The case of the disappearing cats

Cats are going missing from the middle bench. 

While disappearances like this are usually blamed on predators, these cats are turning up in the bushes, sometimes weeks later. 

The most recent cat to be discovered—this time at around km 4 on the Wolverine Forest Service Road—was Lucy.

 “He’s normally in the house,” says Cheryl Wheaton, Lucy’s owner. “We have a doggy door, but he hasn’t been out forever. He leaves our house and goes and visits the neighbour who gives him treats, then to the next house, where they give him treats. That’s usually as far as he goes.” 

This is the second time Lucy has gone missing. She thinks someone is grabbing cats and taking them out of town. “Last time it happens they dropped him at the industrial area,” says Wheaton. “This time, he was gone for 23 days. He was gone through the cold spell. We searched everywhere.” 

There was no sign of the missing feline for nearly three weeks, until Justin Kruse posted a photo on Facebook of the cat on the side of the Wolverine FSR. 

She suspects Lucy might have found shelter at the camp at km five, or at the hydro plant. “We spent three hours looking for him,” she says. “I was walking through the bushes calling him. When I finally saw him, he just dropped to the ground and cried.” 

She says a number of cats have gone missing from the middle bench, where she lives. “Jack, my husband, works for Caribou Road Services. They have found two cats that had been dropped off at the side of the road.”

## WRITTEN TASKS
- a) Decide whether each statement agrees with the article on the disappearing cats above, and answer yes or no, quoting the deciding words from it: (i) Lucy was missing for 23 days the most recent time. (ii) Justin Kruse first spotted Lucy at the hydro plant. (iii) Cheryl Wheaton's husband works for Caribou Road Services.
- b) Carry on the article on the disappearing cats from its final sentence.

## EXTRACTED DATA
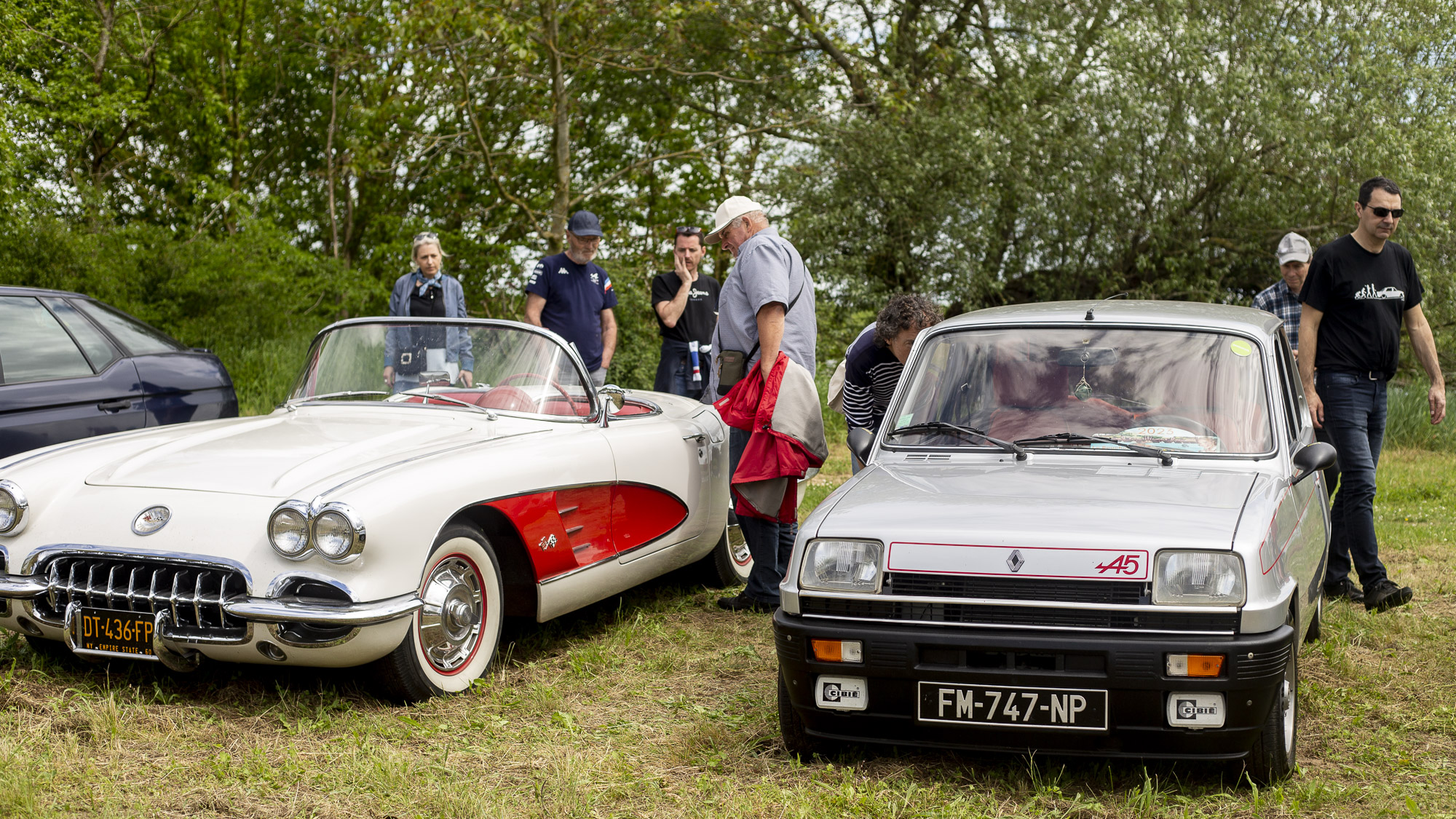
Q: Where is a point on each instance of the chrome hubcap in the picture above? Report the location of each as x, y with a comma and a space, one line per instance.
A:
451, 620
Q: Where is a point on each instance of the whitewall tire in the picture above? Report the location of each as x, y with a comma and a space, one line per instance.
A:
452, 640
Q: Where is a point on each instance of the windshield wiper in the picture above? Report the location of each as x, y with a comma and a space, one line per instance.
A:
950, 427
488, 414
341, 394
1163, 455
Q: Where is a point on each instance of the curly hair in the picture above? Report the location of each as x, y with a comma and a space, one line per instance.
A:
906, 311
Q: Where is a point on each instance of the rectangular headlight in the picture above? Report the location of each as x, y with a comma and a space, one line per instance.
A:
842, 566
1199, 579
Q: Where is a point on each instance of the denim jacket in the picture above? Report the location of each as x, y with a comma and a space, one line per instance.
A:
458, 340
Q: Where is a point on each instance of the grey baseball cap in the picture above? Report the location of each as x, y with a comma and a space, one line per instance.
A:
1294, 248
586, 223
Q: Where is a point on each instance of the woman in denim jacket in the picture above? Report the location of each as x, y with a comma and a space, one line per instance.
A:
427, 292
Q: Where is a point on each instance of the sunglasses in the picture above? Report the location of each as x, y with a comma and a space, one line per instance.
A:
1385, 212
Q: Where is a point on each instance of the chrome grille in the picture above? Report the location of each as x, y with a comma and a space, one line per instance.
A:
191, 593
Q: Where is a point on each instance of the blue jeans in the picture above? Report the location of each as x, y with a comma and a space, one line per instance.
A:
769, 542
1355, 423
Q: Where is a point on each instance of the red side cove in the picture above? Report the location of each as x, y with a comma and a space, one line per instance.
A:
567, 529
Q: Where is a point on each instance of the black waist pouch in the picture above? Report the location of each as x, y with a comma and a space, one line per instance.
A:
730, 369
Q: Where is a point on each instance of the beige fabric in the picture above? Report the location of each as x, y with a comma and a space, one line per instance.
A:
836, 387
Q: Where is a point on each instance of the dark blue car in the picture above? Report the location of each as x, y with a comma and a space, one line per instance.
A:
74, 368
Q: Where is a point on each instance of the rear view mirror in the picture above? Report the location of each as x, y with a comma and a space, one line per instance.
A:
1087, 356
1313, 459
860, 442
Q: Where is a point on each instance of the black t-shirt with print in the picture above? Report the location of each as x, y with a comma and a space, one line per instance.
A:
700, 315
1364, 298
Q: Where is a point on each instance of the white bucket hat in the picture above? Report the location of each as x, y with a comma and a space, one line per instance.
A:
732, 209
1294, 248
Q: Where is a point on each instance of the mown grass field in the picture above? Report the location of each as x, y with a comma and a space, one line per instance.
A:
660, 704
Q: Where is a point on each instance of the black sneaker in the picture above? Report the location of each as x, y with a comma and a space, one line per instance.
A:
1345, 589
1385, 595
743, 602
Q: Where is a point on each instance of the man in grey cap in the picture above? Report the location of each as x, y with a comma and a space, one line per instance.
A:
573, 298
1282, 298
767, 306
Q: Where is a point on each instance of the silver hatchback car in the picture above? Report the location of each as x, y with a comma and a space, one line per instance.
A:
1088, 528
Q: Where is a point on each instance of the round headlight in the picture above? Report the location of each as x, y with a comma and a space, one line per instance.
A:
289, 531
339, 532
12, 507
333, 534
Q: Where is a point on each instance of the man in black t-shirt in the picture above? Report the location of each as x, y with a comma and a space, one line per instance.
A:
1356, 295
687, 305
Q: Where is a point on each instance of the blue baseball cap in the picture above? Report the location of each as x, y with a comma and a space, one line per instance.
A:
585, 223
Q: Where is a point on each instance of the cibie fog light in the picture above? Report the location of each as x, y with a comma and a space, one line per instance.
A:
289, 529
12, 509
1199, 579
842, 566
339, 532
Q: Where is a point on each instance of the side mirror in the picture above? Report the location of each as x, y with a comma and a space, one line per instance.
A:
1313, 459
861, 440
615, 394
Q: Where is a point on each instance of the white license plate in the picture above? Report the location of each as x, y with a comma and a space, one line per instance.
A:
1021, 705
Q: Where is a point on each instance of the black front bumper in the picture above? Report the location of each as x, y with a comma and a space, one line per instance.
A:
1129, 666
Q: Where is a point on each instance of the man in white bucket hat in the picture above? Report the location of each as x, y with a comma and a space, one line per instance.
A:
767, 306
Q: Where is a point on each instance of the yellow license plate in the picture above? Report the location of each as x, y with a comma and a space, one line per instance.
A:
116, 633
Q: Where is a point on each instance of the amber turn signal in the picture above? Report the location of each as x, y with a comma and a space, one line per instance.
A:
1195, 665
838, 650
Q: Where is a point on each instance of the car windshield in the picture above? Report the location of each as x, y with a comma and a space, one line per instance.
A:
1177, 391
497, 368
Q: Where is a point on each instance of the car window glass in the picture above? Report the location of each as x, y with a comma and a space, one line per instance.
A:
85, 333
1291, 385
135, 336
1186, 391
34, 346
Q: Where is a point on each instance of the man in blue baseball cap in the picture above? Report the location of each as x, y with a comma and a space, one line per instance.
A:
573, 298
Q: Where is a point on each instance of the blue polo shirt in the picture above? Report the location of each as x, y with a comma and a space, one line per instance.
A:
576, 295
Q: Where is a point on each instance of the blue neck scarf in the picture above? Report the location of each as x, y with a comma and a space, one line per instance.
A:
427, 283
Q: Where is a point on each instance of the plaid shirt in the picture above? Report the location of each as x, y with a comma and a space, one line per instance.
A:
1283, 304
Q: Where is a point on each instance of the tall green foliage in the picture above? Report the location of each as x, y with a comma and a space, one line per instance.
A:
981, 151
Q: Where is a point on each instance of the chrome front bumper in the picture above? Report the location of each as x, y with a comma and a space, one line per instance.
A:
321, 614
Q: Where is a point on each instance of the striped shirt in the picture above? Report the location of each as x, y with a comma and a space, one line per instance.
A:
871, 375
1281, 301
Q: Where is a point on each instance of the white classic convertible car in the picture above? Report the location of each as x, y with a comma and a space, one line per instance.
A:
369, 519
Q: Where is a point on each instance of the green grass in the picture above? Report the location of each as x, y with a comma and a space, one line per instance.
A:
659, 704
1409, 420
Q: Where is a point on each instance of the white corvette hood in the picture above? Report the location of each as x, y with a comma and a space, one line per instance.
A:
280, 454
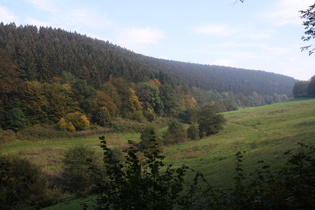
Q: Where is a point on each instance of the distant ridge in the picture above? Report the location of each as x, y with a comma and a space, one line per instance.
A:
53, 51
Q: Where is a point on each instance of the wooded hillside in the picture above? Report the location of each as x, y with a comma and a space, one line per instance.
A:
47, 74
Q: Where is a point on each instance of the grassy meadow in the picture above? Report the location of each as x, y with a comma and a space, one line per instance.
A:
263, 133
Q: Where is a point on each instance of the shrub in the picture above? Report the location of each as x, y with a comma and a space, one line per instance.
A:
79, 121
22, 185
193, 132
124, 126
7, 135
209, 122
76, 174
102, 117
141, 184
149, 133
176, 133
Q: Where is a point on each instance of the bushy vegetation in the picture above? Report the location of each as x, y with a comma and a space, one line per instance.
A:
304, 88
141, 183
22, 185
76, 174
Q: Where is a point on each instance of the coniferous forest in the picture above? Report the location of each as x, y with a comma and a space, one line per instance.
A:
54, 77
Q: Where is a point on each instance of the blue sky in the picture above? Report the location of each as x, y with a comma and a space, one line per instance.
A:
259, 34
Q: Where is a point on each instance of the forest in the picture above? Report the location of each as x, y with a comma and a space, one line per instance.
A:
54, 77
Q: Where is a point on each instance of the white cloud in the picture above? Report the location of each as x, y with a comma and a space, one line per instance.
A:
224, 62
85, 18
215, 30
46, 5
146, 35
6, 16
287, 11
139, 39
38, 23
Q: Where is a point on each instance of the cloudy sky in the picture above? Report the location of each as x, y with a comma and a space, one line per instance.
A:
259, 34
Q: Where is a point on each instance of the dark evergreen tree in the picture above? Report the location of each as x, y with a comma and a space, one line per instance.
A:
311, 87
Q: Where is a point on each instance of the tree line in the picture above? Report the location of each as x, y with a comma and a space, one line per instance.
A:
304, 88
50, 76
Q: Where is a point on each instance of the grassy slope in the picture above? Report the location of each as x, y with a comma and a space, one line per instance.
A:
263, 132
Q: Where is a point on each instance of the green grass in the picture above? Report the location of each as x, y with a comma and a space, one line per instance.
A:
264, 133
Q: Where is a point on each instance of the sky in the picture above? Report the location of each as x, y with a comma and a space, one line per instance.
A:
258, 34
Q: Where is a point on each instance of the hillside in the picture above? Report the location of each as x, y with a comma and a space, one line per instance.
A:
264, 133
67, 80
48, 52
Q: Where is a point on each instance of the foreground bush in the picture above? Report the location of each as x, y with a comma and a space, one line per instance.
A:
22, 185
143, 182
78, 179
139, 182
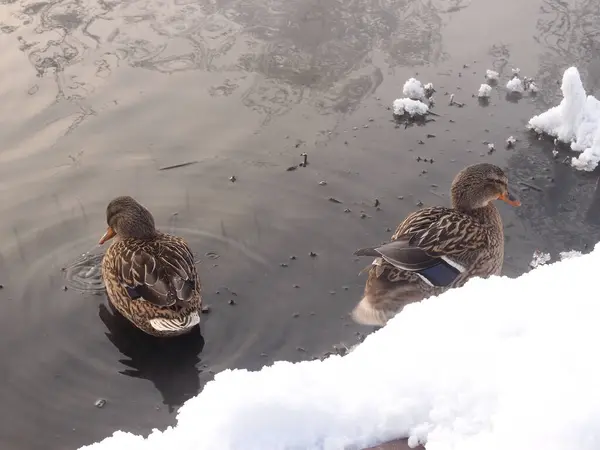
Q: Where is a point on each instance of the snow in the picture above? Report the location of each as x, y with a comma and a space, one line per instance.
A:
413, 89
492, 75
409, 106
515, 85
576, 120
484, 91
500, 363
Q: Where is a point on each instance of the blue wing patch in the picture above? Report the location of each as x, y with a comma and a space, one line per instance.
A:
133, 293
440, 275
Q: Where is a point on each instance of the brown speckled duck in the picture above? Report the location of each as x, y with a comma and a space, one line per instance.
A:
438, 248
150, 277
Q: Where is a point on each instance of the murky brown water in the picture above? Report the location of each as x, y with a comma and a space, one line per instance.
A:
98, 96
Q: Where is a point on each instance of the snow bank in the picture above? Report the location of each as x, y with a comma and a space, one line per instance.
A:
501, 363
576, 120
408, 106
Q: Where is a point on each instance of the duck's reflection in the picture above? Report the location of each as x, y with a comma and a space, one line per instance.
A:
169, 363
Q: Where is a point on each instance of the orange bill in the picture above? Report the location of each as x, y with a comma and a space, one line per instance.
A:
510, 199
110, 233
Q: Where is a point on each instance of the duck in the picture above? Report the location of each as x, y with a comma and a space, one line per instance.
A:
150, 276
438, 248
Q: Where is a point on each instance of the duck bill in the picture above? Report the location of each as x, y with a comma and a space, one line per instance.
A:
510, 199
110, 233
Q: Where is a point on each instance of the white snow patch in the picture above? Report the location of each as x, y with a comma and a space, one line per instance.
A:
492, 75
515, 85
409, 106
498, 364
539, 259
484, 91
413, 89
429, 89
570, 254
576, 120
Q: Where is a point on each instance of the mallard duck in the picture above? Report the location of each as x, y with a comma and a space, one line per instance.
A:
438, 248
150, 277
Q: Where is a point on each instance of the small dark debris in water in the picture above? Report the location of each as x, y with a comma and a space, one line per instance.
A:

## RESULTS IN ORDER
- a)
(i) Yes: "This time, he was gone for 23 days."
(ii) No: "Justin Kruse posted a photo on Facebook of the cat on the side of the Wolverine FSR."
(iii) Yes: "Jack, my husband, works for Caribou Road Services."

- b)
Keri White knows what Wheaton is going through. Last winter, her cat was also found wandering about the bush. “He was found out at Ridge Rotors,” she says. “I don’t know but I think he might have been held captive. He had been gone for almost a month, and when he was found, after a cold spell, he was emaciated. I don’t think he was out there that long.” 

Her cat was found out near the airport. She says she’s one of the lucky ones. She know of at least ten that have gone missing. Some have been found and returned, some, not so much. She says some people have argued that these cats might have taken refuge in the undersides of vehicles and accidentally transported, but she doesn’t believe that. “My neighbor found a cat locked in a kennel under a bridge,” she says. “It had broken teeth from trying to chew through the bars.” 

The trouble, she says, is that cats are pests. “I love my cat dearly but they consider everyone’s yards their litter box….I try and keep mine in house but he keeps trying to escape. Once a cat has tasted freedom they do everything they can to sneak out.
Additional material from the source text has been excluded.